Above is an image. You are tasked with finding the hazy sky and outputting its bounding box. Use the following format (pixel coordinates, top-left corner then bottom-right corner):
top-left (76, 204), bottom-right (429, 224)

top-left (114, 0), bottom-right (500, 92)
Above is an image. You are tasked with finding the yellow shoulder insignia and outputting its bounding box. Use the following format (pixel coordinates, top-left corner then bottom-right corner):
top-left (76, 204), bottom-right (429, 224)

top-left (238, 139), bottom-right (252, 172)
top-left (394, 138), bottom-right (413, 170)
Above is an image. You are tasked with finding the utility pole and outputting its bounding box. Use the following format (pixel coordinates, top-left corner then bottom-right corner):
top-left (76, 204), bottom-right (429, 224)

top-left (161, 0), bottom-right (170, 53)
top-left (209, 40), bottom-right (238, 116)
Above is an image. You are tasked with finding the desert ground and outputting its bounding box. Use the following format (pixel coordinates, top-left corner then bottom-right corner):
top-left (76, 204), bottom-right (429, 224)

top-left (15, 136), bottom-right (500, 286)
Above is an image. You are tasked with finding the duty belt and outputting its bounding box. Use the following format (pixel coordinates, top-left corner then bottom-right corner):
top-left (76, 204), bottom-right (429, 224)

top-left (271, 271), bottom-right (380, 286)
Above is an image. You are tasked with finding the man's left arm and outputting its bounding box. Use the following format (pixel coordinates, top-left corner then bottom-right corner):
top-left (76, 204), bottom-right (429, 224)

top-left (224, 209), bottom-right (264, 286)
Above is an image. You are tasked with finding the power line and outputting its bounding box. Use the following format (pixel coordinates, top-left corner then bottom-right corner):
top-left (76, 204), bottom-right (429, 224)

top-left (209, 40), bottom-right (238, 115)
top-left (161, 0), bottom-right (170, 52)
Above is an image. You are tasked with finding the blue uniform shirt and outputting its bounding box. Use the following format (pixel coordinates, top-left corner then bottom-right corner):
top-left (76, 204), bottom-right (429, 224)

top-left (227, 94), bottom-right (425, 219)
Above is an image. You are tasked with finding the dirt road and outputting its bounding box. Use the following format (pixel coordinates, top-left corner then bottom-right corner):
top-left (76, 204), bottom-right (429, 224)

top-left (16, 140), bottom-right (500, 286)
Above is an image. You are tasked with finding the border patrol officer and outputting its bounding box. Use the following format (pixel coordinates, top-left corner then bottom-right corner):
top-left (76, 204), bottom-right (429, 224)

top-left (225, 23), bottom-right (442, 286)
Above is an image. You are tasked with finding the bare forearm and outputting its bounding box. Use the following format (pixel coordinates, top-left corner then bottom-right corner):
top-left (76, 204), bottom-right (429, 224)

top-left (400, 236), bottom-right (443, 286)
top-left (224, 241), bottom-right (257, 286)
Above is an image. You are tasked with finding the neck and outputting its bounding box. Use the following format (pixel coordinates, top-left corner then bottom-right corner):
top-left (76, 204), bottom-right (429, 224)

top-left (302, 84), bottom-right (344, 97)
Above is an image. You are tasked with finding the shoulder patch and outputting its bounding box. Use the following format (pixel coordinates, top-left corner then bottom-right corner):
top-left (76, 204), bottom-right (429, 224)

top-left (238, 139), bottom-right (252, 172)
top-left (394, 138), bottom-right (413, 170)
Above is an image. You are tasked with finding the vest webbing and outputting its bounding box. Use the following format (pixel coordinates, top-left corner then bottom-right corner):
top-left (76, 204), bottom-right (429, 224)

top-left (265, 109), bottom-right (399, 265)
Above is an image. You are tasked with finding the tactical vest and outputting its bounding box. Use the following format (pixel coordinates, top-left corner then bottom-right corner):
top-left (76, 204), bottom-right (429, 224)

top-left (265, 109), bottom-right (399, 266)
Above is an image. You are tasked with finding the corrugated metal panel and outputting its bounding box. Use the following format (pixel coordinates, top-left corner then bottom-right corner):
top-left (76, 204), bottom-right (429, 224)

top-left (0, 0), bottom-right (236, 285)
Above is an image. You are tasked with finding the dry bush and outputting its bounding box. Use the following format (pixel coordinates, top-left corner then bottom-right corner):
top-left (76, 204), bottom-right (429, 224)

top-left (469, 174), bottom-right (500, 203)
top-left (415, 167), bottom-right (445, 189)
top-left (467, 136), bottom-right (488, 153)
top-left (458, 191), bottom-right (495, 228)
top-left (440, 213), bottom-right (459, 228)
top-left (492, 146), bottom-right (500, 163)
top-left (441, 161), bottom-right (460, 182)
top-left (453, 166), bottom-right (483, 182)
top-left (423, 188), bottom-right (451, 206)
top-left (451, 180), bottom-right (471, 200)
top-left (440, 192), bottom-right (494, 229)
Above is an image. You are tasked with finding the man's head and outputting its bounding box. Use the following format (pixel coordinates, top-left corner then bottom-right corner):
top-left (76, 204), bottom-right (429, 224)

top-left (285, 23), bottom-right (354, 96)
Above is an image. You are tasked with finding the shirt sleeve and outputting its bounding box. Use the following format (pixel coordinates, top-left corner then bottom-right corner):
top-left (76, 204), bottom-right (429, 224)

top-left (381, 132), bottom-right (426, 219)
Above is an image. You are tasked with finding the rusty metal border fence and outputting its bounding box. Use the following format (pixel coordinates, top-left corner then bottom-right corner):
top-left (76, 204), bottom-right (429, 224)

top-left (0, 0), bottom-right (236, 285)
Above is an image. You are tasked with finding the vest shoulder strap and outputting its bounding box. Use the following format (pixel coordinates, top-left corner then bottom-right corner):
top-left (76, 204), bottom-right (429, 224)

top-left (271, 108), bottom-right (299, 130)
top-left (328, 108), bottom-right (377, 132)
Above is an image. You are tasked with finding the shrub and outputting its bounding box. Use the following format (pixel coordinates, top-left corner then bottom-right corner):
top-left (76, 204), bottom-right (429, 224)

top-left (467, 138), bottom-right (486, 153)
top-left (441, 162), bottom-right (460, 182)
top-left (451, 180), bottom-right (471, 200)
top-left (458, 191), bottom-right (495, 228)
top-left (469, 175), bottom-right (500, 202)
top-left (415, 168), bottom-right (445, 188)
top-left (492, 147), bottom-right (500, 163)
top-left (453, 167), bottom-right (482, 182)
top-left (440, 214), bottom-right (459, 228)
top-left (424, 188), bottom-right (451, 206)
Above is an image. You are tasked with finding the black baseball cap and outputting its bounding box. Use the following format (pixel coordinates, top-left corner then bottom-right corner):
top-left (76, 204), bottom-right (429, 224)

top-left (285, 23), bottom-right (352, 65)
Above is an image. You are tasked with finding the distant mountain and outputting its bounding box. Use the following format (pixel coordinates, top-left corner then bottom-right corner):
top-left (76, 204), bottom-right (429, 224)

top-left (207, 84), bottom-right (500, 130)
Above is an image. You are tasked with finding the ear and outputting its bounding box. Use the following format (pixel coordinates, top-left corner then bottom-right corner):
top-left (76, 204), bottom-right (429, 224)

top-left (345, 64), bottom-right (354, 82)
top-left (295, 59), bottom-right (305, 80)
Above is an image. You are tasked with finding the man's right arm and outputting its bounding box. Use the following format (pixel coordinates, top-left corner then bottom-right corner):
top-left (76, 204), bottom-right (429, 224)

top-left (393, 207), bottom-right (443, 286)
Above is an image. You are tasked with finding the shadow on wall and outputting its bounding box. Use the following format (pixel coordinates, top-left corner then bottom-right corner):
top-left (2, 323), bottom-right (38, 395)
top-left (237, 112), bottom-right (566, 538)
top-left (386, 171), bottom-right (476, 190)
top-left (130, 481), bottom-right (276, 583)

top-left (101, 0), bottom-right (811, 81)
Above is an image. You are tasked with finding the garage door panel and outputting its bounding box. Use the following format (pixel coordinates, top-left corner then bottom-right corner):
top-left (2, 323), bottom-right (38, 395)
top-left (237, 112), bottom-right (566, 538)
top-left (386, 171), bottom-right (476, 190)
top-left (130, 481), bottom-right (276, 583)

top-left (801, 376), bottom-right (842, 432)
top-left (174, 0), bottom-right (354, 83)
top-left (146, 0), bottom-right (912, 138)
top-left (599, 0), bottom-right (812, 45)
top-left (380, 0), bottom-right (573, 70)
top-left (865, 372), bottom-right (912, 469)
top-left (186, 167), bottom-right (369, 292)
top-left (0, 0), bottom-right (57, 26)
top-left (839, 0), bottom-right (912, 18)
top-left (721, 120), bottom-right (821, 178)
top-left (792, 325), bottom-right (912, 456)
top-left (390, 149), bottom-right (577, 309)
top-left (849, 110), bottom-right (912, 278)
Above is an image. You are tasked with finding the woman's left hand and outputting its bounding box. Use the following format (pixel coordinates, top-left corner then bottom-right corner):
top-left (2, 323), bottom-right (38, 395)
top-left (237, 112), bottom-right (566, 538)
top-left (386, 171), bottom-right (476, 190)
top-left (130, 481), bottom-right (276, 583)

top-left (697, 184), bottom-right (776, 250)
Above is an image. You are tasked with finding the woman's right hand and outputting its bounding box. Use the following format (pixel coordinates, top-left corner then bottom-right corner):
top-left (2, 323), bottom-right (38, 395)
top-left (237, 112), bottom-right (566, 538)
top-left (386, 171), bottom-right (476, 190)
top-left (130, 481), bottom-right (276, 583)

------------------------

| WHAT IS BEING ASKED |
Gather each line of the records above that contains the string "hand" and copy those lines out in full. Case counts, so only matches with the same capitalization qualify.

| TASK OUTPUT |
Above is an image. You are tasked with finding the woman's left hand and outputting its bounding box. Use the following format (pixel coordinates, top-left corner then bottom-right corner):
Above is an image. You are tasked with finding the woman's right hand and outputting its bounding box. Use the following format (pixel coordinates, top-left corner then bottom-right corner):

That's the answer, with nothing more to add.